Take the entries below and print only the lines from the one with "Target: dark rusty surface" through the one with "Target: rusty metal background", exactly as they stand, both ends included.

Recorded data:
===============
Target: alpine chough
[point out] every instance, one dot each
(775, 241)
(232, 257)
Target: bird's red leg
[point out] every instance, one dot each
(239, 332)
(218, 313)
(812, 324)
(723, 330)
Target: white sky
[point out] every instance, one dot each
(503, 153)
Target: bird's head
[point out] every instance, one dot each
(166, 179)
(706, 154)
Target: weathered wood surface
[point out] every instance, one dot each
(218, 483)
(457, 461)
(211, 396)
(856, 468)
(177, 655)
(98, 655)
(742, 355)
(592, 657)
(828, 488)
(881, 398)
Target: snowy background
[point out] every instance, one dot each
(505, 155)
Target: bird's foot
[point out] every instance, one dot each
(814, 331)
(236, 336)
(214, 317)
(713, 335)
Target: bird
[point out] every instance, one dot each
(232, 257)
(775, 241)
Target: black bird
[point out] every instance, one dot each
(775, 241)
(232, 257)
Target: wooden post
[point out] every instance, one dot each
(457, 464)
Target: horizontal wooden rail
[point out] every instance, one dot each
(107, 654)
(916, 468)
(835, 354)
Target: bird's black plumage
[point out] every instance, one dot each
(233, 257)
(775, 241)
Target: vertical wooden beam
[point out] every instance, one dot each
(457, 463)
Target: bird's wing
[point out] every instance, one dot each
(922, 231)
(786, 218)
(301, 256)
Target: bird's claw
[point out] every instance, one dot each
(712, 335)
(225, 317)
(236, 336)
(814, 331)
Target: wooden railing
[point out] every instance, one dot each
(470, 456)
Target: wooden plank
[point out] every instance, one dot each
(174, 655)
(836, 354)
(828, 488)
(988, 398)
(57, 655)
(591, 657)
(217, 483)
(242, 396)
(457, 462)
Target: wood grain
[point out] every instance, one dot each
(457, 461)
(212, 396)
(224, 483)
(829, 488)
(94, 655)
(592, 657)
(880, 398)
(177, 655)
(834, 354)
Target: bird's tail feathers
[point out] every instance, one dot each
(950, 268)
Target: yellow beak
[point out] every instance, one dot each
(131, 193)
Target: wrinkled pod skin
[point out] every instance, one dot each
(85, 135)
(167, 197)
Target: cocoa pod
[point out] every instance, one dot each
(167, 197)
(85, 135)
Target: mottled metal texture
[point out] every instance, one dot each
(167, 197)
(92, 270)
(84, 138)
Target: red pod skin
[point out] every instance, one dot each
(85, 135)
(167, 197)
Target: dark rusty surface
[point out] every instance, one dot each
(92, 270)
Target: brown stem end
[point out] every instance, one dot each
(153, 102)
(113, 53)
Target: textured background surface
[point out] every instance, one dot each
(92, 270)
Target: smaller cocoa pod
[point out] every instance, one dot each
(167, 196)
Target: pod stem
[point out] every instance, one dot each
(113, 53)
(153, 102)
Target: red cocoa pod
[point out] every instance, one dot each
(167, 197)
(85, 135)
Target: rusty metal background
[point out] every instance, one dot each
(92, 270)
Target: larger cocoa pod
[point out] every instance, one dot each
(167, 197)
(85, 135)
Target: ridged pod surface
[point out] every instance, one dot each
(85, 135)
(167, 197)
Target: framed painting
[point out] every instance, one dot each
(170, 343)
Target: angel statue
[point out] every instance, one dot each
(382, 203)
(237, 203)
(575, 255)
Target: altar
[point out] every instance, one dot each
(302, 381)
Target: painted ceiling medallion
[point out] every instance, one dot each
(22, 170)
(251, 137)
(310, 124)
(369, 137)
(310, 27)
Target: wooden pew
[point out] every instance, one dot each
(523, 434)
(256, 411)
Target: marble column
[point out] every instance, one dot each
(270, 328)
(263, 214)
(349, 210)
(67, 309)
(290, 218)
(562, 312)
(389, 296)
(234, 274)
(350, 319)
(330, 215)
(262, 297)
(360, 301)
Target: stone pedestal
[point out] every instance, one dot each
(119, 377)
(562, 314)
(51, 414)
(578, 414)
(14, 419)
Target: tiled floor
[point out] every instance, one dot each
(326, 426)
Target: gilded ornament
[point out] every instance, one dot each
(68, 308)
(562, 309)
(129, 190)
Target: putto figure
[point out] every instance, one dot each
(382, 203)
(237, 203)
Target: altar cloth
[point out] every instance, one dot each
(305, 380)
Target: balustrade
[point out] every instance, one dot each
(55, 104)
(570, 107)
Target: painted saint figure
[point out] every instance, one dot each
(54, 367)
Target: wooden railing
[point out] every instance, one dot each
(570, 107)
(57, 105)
===============
* Output of the task
Target: dark rusty surface
[point out] every instance, one dot each
(92, 270)
Target: brown stem end
[point out] every instance, one dot each
(153, 102)
(113, 53)
Target: textured background surface
[point out] every instance, one dot each
(92, 270)
Target: smaller cocoa pod
[point out] every instance, one dot each
(167, 196)
Target: pod stem
[point out] every instance, one dot each
(113, 53)
(153, 102)
Target: red cocoa pod
[point out] every instance, one dot each
(167, 197)
(85, 135)
Target: rusty metal background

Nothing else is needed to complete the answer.